Stated goal >> Pick out and copy every line in the items below that contains the string "marker". Treat uppercase and lowercase as different.

Raw records >>
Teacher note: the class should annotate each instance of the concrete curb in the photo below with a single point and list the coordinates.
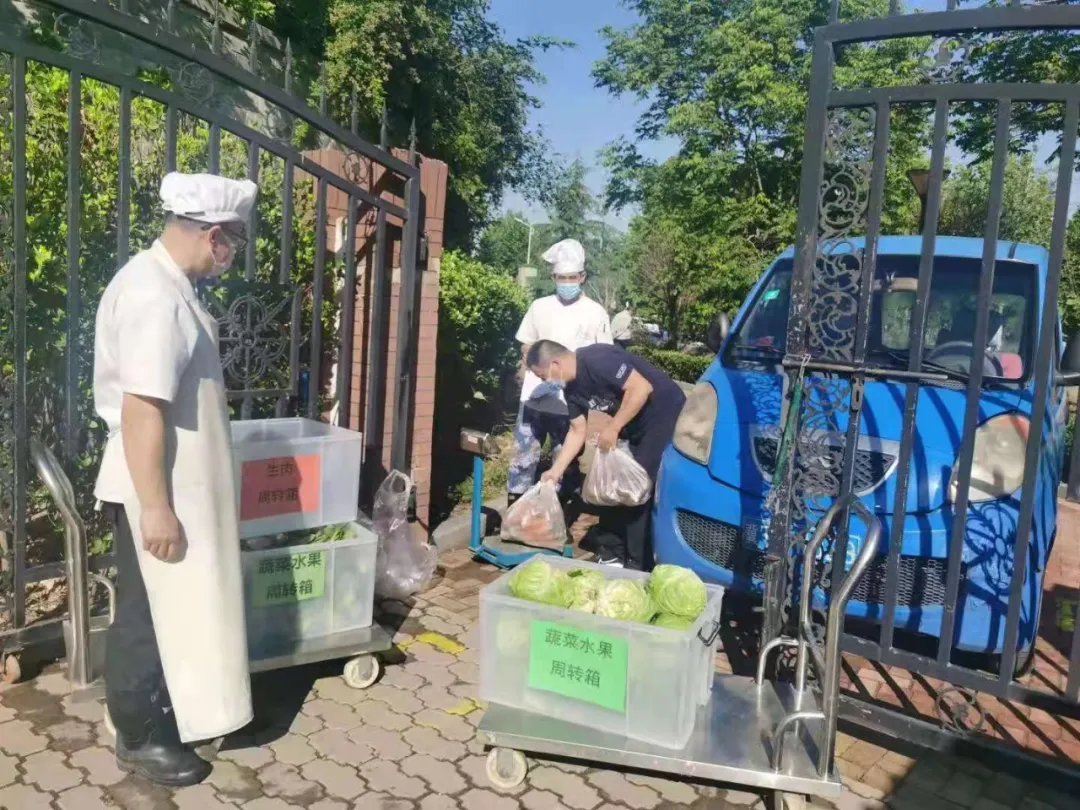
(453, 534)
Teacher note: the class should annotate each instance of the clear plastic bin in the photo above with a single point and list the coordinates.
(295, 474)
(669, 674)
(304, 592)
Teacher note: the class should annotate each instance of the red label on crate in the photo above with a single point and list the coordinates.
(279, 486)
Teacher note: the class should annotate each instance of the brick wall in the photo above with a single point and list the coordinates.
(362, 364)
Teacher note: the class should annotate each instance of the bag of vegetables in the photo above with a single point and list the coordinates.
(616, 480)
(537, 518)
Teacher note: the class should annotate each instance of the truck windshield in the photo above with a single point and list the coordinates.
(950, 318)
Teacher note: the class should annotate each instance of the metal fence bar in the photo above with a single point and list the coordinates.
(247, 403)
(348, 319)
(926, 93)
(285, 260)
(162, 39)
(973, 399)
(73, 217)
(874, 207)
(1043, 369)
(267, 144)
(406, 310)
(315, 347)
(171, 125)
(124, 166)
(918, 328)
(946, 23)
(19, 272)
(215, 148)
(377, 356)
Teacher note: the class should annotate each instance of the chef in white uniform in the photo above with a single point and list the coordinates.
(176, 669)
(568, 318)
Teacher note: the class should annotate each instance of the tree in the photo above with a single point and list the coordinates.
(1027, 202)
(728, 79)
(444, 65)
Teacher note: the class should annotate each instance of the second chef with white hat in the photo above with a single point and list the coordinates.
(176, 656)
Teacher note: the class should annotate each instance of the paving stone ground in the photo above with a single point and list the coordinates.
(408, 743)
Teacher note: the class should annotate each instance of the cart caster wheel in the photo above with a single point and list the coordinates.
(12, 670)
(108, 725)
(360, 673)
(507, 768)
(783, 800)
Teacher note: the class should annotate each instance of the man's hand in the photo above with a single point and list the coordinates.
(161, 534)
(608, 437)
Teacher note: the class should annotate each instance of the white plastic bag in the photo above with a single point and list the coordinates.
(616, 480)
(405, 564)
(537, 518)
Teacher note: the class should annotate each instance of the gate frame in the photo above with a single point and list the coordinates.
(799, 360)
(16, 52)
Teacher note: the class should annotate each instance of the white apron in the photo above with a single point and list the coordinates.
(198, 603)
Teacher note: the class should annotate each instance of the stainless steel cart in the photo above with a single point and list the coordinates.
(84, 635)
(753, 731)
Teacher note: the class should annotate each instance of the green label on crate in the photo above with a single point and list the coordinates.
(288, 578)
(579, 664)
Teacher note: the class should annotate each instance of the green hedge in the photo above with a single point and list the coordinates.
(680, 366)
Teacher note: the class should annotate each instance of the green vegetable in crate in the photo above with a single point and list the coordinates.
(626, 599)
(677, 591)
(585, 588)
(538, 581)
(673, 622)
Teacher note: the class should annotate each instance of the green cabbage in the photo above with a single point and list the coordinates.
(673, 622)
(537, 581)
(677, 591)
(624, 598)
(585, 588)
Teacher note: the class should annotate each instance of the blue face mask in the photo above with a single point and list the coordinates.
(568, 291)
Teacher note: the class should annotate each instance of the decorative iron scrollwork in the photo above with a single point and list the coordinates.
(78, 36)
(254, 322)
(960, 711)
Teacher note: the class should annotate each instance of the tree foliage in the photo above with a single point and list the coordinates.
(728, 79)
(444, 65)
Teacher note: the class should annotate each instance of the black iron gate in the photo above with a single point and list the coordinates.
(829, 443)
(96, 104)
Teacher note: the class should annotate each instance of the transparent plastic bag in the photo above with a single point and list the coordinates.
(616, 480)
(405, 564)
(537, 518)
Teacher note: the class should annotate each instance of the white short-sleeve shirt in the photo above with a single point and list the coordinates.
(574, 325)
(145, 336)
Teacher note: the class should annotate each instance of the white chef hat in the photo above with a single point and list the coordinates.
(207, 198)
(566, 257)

---

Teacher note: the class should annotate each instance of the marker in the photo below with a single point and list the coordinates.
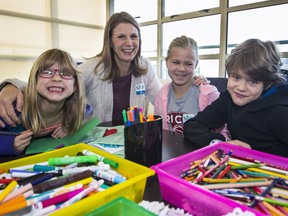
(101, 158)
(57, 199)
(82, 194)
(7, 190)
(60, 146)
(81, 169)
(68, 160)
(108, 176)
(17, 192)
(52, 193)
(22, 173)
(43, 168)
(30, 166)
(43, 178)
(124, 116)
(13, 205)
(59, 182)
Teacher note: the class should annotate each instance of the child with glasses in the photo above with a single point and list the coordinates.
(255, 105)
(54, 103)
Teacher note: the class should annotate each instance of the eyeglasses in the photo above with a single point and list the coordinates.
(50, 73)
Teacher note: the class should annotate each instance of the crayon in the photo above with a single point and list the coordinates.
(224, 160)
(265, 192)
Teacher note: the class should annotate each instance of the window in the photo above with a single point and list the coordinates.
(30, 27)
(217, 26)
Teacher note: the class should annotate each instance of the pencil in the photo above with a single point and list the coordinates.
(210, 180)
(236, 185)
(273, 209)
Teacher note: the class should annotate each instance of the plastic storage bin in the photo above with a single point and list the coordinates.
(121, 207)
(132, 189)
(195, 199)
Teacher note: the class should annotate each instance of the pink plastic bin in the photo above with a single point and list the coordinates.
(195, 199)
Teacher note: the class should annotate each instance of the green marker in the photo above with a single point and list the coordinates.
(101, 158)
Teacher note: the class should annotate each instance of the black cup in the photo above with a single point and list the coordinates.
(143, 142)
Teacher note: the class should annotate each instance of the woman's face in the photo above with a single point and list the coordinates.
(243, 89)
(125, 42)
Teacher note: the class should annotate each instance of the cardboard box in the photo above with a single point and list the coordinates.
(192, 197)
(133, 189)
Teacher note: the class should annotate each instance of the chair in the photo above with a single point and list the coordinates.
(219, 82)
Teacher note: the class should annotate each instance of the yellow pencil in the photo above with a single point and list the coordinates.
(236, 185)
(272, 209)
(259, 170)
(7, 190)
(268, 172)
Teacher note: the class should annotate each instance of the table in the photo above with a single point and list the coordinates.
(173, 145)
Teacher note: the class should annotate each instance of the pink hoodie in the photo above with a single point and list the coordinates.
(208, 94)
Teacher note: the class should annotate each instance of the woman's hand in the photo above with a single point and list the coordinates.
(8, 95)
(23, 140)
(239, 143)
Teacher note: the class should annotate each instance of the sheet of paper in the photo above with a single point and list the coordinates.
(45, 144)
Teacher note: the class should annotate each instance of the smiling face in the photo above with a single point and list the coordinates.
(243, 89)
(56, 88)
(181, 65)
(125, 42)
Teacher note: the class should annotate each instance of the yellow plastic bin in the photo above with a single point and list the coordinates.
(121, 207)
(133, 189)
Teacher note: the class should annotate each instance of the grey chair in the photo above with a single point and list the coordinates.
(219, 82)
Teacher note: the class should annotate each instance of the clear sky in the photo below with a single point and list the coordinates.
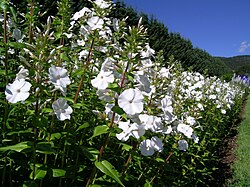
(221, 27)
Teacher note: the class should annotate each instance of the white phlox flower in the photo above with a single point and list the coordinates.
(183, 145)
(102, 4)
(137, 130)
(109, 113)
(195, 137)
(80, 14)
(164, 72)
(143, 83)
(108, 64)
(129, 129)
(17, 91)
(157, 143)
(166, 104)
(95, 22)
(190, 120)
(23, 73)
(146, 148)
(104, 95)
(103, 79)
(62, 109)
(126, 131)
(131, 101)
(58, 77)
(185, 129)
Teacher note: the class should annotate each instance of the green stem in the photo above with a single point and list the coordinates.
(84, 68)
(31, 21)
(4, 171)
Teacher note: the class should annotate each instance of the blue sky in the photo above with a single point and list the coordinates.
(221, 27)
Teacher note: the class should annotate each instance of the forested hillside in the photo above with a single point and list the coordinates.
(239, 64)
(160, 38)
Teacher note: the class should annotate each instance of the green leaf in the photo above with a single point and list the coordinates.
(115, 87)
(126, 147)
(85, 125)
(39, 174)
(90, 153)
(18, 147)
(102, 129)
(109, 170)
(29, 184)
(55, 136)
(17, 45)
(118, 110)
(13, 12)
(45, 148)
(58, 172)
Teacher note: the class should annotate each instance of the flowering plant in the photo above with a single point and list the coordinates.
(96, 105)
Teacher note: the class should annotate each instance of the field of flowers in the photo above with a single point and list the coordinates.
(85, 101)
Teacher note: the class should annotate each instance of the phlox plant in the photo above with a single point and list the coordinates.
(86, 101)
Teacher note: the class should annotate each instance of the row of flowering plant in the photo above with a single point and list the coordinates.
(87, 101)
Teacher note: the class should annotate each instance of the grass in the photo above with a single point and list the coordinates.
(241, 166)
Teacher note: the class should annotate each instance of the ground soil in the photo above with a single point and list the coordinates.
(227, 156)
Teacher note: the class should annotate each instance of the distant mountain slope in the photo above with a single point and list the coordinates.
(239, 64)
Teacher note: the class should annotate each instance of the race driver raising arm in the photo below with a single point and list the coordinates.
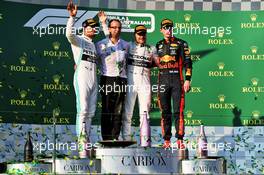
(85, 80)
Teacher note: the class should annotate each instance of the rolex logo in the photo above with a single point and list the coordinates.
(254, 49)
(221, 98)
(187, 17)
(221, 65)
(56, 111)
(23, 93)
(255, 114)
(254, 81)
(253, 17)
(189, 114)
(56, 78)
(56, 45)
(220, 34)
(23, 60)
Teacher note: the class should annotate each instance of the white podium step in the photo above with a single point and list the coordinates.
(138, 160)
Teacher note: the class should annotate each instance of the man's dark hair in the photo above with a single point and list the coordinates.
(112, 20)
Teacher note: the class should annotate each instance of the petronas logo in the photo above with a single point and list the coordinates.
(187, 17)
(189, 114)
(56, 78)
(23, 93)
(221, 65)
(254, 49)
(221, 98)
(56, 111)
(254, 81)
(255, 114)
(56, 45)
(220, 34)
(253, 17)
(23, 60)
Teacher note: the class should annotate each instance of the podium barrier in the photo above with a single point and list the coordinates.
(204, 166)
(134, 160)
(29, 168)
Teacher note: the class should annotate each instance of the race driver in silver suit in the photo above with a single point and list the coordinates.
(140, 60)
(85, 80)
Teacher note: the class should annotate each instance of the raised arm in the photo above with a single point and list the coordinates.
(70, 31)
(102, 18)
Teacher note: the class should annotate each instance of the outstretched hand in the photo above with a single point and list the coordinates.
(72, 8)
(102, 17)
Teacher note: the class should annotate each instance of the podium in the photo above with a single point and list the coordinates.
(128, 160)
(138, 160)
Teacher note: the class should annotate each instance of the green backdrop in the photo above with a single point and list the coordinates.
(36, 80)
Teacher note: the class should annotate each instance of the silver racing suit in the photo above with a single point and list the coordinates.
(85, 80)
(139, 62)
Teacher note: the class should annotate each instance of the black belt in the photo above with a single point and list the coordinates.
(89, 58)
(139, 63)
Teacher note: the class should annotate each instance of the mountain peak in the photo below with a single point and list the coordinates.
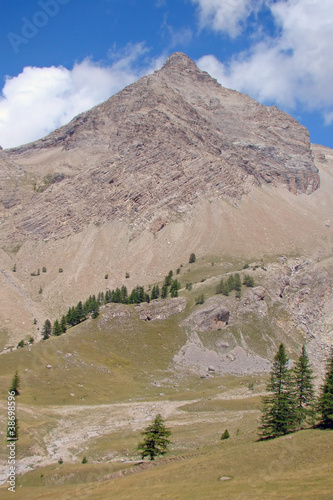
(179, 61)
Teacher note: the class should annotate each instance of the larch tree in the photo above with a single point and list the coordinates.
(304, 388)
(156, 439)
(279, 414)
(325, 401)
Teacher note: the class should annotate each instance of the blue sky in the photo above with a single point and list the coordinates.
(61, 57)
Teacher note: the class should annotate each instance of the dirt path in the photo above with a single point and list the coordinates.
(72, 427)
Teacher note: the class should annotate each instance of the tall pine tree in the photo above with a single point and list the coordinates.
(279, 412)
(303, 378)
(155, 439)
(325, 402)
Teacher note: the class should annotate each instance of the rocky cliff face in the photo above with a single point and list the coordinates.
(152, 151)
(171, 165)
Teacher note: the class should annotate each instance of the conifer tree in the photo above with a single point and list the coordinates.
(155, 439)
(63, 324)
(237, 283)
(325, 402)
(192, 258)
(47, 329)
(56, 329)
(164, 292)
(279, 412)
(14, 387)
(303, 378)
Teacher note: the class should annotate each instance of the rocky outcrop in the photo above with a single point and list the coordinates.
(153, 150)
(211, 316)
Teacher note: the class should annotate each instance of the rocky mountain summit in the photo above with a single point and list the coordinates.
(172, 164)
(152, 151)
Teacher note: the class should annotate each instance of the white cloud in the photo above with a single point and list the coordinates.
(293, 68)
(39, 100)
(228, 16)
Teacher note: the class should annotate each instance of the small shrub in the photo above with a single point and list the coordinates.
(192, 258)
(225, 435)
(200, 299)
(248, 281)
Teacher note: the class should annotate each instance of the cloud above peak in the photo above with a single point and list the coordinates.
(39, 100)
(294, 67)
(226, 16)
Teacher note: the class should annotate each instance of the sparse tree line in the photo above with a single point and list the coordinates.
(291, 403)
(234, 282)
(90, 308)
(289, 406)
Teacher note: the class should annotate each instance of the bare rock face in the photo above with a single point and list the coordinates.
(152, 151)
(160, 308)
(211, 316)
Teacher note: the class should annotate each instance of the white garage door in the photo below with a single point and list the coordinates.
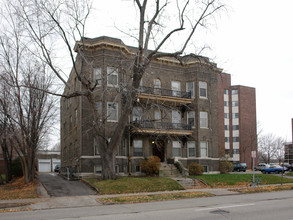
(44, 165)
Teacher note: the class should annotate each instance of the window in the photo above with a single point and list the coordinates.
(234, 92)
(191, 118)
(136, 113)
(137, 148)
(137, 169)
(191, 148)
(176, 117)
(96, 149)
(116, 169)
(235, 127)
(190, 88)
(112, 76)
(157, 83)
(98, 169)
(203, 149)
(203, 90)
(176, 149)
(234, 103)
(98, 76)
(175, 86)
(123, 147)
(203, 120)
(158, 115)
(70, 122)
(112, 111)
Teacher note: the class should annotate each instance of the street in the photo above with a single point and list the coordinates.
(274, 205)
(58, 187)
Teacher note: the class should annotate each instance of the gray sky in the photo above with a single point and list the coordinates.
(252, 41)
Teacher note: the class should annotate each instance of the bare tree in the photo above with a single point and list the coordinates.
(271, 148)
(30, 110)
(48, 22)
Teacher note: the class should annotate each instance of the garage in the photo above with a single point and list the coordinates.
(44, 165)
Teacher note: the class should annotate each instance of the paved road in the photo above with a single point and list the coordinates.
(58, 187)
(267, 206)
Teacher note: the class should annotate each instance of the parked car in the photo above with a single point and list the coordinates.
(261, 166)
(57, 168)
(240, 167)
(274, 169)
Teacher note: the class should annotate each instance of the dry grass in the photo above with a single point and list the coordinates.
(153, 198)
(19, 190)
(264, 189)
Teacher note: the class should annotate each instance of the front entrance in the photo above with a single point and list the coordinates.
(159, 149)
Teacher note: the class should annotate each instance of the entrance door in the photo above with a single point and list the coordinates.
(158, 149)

---

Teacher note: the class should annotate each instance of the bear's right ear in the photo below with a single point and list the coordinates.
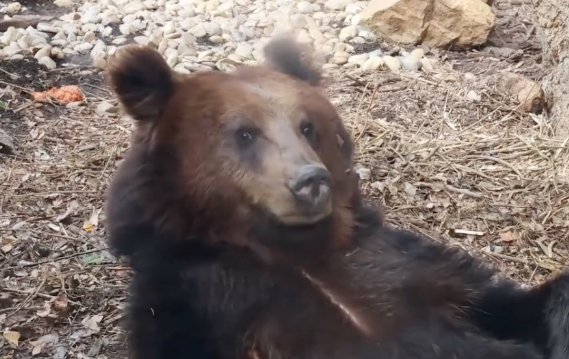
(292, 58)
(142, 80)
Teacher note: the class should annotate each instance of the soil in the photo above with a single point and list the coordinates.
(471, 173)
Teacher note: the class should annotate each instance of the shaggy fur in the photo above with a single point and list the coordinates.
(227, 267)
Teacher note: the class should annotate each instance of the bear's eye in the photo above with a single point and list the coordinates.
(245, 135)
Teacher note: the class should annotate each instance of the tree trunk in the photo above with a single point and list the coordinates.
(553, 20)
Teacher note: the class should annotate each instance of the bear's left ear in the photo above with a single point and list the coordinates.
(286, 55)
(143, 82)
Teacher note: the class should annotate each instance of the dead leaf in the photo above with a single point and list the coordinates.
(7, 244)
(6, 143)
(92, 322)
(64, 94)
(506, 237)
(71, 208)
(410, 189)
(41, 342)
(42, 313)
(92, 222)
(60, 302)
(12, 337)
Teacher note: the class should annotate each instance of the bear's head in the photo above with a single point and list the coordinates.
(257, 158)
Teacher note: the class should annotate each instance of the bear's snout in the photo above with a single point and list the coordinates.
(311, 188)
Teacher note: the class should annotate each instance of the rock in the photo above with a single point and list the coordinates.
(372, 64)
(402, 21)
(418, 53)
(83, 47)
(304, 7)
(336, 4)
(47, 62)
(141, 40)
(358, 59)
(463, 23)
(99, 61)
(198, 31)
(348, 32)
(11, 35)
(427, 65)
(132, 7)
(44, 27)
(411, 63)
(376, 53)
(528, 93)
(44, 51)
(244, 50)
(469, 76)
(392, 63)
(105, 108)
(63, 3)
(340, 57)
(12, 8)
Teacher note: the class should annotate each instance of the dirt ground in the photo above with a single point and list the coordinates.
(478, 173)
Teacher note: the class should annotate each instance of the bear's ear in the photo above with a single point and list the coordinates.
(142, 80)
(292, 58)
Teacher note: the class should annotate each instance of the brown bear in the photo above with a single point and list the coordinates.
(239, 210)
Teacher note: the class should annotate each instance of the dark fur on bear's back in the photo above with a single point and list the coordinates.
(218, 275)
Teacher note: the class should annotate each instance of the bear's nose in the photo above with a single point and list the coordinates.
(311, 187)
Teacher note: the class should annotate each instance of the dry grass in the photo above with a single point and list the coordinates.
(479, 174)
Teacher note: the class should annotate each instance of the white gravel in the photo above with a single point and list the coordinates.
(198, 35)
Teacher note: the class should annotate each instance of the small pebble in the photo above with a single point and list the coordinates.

Response to the exercise >>
Teacher note: the class should annotate each instance of the marker in the photo below with a single point and list the coordinates.
Teacher note: the class should annotate each instance of the green marker in the photo above with a single point and list the coordinates.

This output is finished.